Task prompt: Convert every line of the records below into a JSON list of strings, one string per line, skipping blank lines and leaving out the pictures.

Dataset excerpts:

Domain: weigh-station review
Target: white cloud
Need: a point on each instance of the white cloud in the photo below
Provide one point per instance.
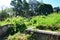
(4, 3)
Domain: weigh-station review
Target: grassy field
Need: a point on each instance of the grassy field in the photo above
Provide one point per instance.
(50, 22)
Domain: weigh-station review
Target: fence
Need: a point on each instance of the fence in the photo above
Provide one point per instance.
(43, 34)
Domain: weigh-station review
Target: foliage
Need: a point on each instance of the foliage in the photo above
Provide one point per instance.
(18, 36)
(3, 14)
(44, 9)
(50, 22)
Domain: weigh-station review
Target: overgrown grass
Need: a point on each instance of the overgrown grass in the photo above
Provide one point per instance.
(50, 22)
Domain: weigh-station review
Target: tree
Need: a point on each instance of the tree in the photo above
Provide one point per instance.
(25, 7)
(44, 9)
(17, 6)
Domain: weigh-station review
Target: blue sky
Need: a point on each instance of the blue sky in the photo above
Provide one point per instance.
(6, 3)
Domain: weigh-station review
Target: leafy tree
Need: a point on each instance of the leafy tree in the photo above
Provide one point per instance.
(44, 9)
(25, 7)
(17, 6)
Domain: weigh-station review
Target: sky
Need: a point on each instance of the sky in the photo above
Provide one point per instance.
(6, 3)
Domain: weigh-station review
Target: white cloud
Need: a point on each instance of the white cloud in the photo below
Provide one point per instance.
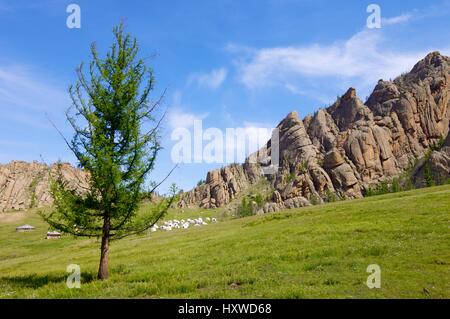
(361, 58)
(19, 87)
(178, 116)
(26, 95)
(403, 18)
(211, 80)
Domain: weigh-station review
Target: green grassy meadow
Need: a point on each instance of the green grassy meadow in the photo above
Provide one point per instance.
(314, 252)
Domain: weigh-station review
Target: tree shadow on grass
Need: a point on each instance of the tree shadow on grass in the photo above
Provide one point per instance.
(35, 281)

Response to this task:
[
  "Domain: weigh-station review",
  "Target: white cloud",
  "Need: a point on each instance of the white cloud in the photo below",
  "Provide one point per instance.",
  "(4, 3)",
  "Domain: weigh-station review",
  "Target: grassy field",
  "Need: a point on each instance of the grassy field in the photo above",
  "Provide one point per instance.",
  "(50, 22)",
  "Domain: weigh-station review",
  "Target: fence",
  "Need: a point on each instance of the fence in the photo above",
  "Provide one point per instance.",
  "(43, 34)",
  "Domain: weigh-station review",
  "Target: foliage",
  "Need: a point on each instance of the foliage in the photo above",
  "Provide one point per instance.",
  "(18, 36)",
  "(3, 14)",
  "(44, 9)",
  "(50, 22)",
  "Domain: weigh-station review",
  "Target: overgrown grass",
  "Need: a point on each instance of the overgrown grass in the photo above",
  "Provide one point per instance.",
  "(50, 22)",
  "Domain: weigh-station review",
  "Target: tree",
  "Need: a point on each instance of the tree in the photo above",
  "Provide one point per instance.",
  "(25, 7)",
  "(44, 9)",
  "(17, 6)",
  "Domain: weigh-station review",
  "Target: blue sky",
  "Need: a point on each instance of the blue sky in the photo above",
  "Provide one point per instance.",
  "(6, 3)",
  "Domain: weigh-station review",
  "Target: leafy tree",
  "Need: a point on each instance of the leafy tree in the photo above",
  "Provide one point per instance.",
  "(44, 9)",
  "(25, 7)",
  "(17, 6)",
  "Domain: weigh-station review",
  "Target: sky",
  "Need: a point on each instance of the sky in the photo above",
  "Provide one point per instance.",
  "(6, 3)",
  "Domain: weigh-station review",
  "Target: white cloud",
  "Need: a point on each instance of the white cloud in the photo below",
  "Provide one point per instance.",
  "(361, 58)",
  "(19, 87)",
  "(178, 116)",
  "(26, 95)",
  "(403, 18)",
  "(211, 80)",
  "Domain: weigh-station review",
  "Target: green grassy meadow",
  "Need: a point on each instance of the green grassy meadow in the photo above",
  "Provide one point per instance.",
  "(314, 252)",
  "Domain: weigh-station review",
  "Target: tree shadow on grass",
  "Need: a point on each instance of the tree shadow on grass in the photo above",
  "Provide one point per instance.",
  "(35, 281)"
]